Task description –
The records that follow must be repeated exactly as they stand.
::: Recorded data :::
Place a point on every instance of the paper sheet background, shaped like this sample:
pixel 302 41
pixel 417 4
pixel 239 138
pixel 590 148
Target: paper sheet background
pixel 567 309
:::
Response to this task –
Place a point on every instance of the paper sheet background, shaped like this sample:
pixel 302 41
pixel 417 4
pixel 239 138
pixel 590 148
Target: paper sheet background
pixel 567 309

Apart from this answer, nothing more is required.